╭─ 原文节选
题目描述:
There are a total of n courses you have to take, labeled from 0 to n-1.
Some courses may have prerequisites, for example to take course 0 you have to first take course 1, which is expressed as a pair: [0,1]
Given the total number of courses and a list of prerequisite pairs, is it possible for you to finish all courses?
Example 1:
Input: 2, [[1,0]]
Output: true
Explanation: There are a total of 2 courses to take.
To take course 1 you should have finished course 0. So it is possible.Example 2:
Input: 2, [[1,0],[0,1]]
Output: false
Explanation: There are a total of 2 courses to take.
To take course 1 you should have finished course 0, and to take course 0 you should
also have finished course 1. So it is impossible.
Note:
- The input prerequisites is a graph represented by a list of edges, not adjacency matrices. Read more about how a graph is represented.
- You may assume that there are no duplicate edges in the input prerequisites.
这道题其实是需要判断一个图是否为连通图,从入度为零的点出发,也就是从没有先修要求的课程开始,判断是否能够遍历到图中所有的点。因此需要先根据给定的课程先修要求构建图的邻接表,并且记录每个点的入度,然后把入度为零的点加入队列,依次遍历它们的邻接点,同时每次访问一个节点,就把它们的入度减一,如果此时入度为零就可以加入队列。当队列为空时,即在没有入度为零的点,判断此时是否还有点没有访问到即可。
class Solution {
public:
bool canFinish(int numCourses, vector<pair<int, int>>& prerequisites) {
vector<int> course;
vector<vector<int>> graph(numCourses,course);
vector<int> indegree(numCourses,0);
queue<int> start;
for(int i=0;i<prerequisites.size();i++)
{
graph[prerequisites[i].first].push_back(prerequisites[i].second);
indegree[prerequisites[i].second]++;
}
for(int i=0;i<numCourses;i++) if(indegree[i]==0) start.push(i);
while(!start.empty())
{
int i=start.front();
for(int j=0;j<graph[i].size();j++)
{
indegree[graph[i][j]]--;
if(indegree[graph[i][j]]==0) start.push(graph[i][j]);
}
start.pop();
}
for(int i=0;i<numCourses;i++) if(indegree[i]>0) return false;
return true;
}
};
╰─
_任务说明_: 请从原文节选中逐字摘录一段：始于含有“- You may assume”的文字，至“时是否还有点没有访问到即可。”处结束。 作答时请仅以原文节选为依据。
╭─ 原始记录
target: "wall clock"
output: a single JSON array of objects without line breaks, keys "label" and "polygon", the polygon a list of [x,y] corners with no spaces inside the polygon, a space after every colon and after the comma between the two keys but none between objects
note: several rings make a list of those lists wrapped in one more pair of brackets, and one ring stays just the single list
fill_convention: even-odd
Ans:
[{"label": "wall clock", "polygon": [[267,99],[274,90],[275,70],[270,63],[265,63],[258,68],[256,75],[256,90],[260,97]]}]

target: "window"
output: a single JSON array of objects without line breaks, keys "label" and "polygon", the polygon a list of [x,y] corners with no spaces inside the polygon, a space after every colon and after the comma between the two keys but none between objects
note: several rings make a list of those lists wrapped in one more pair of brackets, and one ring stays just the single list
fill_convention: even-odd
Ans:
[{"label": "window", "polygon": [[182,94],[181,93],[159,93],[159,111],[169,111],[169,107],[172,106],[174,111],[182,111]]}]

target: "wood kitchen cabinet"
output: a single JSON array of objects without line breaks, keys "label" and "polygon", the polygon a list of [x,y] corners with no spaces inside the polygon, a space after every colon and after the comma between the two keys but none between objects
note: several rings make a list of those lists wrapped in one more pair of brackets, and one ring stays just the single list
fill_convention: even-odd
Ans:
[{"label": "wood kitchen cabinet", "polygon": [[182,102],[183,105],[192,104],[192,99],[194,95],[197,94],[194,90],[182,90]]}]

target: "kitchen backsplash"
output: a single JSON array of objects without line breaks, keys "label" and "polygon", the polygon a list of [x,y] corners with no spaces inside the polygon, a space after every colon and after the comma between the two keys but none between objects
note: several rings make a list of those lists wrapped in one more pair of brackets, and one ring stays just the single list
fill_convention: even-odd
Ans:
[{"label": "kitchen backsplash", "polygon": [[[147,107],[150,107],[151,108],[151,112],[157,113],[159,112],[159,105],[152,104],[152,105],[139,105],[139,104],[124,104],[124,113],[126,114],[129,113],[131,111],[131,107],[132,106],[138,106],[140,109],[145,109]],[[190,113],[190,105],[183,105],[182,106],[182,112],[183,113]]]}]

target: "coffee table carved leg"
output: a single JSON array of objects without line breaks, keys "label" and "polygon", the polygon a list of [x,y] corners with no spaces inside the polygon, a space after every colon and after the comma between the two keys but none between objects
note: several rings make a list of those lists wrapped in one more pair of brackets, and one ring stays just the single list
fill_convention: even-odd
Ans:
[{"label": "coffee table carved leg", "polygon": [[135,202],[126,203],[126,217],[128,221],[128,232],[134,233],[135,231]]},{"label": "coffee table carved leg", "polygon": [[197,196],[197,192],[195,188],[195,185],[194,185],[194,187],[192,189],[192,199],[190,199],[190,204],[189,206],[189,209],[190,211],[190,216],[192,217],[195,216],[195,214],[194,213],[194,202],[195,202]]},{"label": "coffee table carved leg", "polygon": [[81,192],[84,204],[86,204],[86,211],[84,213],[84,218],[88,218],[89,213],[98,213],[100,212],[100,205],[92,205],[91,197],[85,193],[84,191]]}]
╰─
_本题解答_:
- You may assume that there are no duplicate edges in the input prerequisites.
这道题其实是需要判断一个图是否为连通图,从入度为零的点出发,也就是从没有先修要求的课程开始,判断是否能够遍历到图中所有的点。因此需要先根据给定的课程先修要求构建图的邻接表,并且记录每个点的入度,然后把入度为零的点加入队列,依次遍历它们的邻接点,同时每次访问一个节点,就把它们的入度减一,如果此时入度为零就可以加入队列。当队列为空时,即在没有入度为零的点,判断此时是否还有点没有访问到即可。